#### [Given passage]
Integration of logistic map sequences directly into substitution box construction embeds chaotic behaviour within the substitution structure. This design strengthens diffusion and increases key dependency. Variation of the logistic map control parameter and initial value allows generation of multiple key-dependent substitution boxes. Increased variability improves unpredictability and strengthens resistance to linear, differential and algebraic cryptanalysis.
Image Encryption Using Chaotic Mapping and XNOR Diffusion
The encryption procedure combines substitution boxes, chaotic sequences and matrix operations to transform medical images into encrypted data. The process begins by resizing the original image to a dimension of 128 by 128 pixels. A random image of the same size supports diffusion operations during encryption. Both the original and random images are divided into blocks with identical dimensions determined by a formula based on the image size.
Each block undergoes several transformations. Blocks from the original and random images are converted into line vectors. A bitwise XNOR operation between these vectors produces a new vector. A logistic map then generates pseudorandom numbers used to reorganise pixel positions within the vector. Pixel intensities are modified using a transformation that combines the generated vector with a key stream derived from the logistic map.
The transformed vector is reconstructed into a block of the original dimension. After processing all blocks, an additional XNOR operation between the substitution box and the image matrix produces the encrypted image. The use of XNOR instead of XOR introduces complementary nonlinear transformation during the diffusion stage. Bitwise comparison generates balanced bit flipping across encrypted data, strengthening confusion and diffusion properties. This transformation improves statistical uniformity and increases resistance against linear and differential attacks.
Security and Performance Evaluation
Implementation of the encryption process used MATLAB software and medical images including chest X-ray, hand X-ray and MRI scans. Testing occurred on a system equipped with an Intel Core i3-1005G1 processor operating at 1.2 GHz with 6 GB of RAM. Encryption and decryption operations processed images of 128×128 and 512×512 pixels within a few seconds, demonstrating computational efficiency.

#### [Using the information]
1. Answer these questions about the medical image encryption passage:
(a) To what dimension is the original image resized before encryption?
(b) Which bitwise operation is used instead of XOR during the diffusion stage?
(c) What processor did the test system use?
2. Please resume the medical image encryption passage after its final sentence, adding a paragraph or two in the same style.

(Referring expression pointing data)
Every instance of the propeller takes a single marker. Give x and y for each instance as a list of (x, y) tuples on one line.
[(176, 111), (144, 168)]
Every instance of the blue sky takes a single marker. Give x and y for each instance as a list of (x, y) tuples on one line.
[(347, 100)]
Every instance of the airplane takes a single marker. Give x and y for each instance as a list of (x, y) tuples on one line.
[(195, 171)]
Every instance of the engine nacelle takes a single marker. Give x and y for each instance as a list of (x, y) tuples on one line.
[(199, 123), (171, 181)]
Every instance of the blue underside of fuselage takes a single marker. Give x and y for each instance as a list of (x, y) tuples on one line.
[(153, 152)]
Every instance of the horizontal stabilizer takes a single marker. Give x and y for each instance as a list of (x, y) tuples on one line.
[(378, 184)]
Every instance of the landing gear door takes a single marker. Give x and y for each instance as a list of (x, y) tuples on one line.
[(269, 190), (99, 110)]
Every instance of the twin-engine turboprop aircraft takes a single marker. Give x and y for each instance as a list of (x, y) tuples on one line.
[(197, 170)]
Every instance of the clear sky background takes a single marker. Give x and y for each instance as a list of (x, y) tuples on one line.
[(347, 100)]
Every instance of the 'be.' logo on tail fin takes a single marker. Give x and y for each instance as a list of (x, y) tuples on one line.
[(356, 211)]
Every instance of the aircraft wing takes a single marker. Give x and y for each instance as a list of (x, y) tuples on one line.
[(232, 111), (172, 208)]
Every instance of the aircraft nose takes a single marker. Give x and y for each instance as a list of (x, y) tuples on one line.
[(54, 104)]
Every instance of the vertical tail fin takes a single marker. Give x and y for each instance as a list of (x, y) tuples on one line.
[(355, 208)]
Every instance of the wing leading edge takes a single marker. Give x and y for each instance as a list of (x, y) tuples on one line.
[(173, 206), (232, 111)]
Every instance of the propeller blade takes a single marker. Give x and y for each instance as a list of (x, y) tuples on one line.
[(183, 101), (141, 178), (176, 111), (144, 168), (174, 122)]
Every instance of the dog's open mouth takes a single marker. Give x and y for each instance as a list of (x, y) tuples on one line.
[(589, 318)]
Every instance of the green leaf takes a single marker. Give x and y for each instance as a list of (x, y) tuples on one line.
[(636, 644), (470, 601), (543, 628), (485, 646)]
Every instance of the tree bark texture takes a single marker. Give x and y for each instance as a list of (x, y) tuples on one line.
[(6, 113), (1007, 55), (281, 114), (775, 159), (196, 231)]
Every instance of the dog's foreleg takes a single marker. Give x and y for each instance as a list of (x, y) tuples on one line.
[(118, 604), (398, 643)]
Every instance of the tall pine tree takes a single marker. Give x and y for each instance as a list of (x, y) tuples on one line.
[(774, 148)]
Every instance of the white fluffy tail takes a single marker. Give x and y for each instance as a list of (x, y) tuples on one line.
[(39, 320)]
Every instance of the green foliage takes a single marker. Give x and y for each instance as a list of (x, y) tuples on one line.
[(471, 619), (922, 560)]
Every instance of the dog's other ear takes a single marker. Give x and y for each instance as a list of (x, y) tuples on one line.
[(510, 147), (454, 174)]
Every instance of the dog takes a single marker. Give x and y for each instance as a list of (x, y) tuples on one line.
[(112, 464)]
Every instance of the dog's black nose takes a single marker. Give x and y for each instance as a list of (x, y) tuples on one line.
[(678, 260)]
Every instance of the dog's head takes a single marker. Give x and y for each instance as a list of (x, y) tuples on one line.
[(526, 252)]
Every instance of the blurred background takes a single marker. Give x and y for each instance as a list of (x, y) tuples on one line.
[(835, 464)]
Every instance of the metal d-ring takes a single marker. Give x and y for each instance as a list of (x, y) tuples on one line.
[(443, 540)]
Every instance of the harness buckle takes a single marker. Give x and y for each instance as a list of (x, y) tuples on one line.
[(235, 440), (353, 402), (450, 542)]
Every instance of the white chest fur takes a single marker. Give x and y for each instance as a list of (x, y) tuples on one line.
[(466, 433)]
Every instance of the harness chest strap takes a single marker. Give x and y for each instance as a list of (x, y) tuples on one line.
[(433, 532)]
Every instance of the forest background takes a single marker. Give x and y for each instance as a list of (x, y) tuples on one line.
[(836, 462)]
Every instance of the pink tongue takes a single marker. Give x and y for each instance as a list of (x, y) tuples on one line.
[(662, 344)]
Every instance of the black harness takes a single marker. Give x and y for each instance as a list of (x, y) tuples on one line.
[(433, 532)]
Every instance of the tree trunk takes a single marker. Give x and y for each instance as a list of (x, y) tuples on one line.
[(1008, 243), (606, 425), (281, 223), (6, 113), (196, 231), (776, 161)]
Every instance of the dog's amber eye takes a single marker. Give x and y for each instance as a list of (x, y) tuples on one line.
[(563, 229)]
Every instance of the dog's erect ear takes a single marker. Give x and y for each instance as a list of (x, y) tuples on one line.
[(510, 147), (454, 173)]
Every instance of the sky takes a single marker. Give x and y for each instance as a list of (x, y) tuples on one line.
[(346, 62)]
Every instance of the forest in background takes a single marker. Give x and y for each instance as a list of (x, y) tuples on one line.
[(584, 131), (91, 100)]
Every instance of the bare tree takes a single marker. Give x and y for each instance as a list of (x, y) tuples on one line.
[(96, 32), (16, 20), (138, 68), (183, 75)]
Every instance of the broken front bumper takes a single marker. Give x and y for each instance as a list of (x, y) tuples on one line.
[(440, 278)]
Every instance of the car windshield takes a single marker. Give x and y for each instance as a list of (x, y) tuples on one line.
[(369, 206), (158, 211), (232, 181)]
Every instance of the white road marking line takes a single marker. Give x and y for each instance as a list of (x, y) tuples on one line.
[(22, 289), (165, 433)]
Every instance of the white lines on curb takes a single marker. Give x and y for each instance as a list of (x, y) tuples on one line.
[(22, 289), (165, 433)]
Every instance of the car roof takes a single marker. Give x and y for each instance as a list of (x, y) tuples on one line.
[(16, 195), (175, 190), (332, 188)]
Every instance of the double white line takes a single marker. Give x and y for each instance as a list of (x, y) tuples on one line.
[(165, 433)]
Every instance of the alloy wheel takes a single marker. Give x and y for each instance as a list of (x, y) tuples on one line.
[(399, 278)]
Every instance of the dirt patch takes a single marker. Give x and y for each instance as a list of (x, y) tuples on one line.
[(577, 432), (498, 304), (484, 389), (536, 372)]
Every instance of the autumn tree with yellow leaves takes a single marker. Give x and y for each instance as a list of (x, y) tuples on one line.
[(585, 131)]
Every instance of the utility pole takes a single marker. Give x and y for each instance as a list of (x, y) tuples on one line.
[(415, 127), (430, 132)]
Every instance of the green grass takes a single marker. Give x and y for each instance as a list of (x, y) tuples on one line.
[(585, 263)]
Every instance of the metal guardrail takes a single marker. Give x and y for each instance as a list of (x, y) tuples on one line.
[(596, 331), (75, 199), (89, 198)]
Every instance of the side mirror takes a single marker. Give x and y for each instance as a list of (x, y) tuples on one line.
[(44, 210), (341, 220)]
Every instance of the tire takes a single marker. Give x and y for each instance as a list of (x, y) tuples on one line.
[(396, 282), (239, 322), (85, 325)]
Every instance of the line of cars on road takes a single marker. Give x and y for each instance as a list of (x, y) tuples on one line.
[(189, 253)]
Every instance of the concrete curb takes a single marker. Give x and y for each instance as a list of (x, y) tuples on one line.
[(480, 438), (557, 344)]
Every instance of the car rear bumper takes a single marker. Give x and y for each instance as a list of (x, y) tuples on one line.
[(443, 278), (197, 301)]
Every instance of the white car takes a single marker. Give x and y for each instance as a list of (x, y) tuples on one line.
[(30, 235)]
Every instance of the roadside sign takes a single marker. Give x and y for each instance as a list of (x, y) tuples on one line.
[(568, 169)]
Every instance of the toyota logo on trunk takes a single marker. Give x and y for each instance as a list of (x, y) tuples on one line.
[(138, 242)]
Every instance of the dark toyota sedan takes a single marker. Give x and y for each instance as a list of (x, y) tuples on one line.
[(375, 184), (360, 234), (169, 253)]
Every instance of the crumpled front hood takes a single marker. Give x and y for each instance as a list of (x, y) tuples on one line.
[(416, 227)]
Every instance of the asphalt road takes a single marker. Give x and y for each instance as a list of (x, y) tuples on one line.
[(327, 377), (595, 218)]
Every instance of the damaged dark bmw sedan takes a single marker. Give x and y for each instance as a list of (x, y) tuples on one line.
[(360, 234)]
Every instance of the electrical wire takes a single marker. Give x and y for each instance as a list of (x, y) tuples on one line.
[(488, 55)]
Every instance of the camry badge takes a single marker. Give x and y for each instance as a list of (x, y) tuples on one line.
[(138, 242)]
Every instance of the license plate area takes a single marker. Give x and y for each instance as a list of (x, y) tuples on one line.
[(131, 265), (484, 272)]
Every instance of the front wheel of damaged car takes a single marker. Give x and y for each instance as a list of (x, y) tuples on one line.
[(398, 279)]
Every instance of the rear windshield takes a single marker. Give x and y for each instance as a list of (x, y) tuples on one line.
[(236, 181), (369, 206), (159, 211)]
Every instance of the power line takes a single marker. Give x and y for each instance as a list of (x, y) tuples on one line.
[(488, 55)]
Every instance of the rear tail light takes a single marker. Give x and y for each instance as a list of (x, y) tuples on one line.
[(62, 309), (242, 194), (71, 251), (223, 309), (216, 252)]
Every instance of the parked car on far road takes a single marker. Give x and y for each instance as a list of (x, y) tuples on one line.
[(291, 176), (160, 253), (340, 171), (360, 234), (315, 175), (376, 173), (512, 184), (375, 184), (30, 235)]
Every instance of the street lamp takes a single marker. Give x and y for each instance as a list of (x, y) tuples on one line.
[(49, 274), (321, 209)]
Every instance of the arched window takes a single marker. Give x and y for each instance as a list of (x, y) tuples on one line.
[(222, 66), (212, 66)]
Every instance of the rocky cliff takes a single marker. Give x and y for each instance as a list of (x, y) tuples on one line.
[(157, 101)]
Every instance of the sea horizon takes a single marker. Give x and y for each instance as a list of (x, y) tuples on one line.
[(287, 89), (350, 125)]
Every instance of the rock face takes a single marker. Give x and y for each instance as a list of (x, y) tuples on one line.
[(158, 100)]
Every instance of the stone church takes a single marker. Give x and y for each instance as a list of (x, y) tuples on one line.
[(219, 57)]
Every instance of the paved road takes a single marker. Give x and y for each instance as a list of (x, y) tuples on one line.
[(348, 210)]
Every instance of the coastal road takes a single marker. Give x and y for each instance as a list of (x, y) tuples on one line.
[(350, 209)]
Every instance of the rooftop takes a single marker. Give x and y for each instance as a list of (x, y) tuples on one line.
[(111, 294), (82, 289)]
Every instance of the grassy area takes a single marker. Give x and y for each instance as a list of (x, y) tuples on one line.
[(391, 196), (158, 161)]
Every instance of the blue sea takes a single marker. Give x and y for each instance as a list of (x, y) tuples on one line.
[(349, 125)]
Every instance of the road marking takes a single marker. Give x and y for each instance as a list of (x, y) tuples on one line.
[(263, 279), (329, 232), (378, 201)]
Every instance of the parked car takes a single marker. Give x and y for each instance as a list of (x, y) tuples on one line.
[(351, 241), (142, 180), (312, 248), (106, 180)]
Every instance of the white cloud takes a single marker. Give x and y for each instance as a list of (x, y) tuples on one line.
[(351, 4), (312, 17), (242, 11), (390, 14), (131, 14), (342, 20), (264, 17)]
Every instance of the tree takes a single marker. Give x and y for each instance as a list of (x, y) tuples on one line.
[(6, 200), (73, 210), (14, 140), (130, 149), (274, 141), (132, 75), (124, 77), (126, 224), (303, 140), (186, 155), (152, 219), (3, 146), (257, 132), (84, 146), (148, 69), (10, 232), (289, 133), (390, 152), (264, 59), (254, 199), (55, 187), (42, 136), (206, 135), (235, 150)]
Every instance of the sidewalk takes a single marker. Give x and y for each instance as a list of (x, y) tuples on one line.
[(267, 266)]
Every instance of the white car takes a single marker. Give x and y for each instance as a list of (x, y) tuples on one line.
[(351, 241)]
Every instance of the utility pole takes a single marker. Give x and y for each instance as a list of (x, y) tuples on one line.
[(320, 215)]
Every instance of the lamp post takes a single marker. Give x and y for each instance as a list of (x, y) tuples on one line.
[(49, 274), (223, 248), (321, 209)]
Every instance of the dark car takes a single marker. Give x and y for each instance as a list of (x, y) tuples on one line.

#### [Answers for this exercise]
1.
(a) 128 by 128 pixels
(b) XNOR
(c) An Intel Core i3-1005G1 processor operating at 1.2 GHz

2.
Statistical analysis evaluated pixel distributions before and after encryption. Original images showed structured histograms reflecting natural intensity patterns. Encrypted images produced nearly uniform histograms, indicating strong diffusion of pixel values. Correlation analysis measured relationships between neighbouring pixels in horizontal, vertical and diagonal directions. Original images exhibited strong correlations between adjacent pixels. After encryption, correlation values approached zero, indicating removal of statistical relationships between neighbouring pixels.
Entropy measurements assessed randomness within encrypted images. Entropy values approached the theoretical maximum of eight, demonstrating strong unpredictability. Additional evaluation used the net pixel conversion rate and unified average changing intensity to measure sensitivity to small modifications in plaintext images. Results showed high pixel conversion rates and significant intensity variation, confirming resistance to differential attacks.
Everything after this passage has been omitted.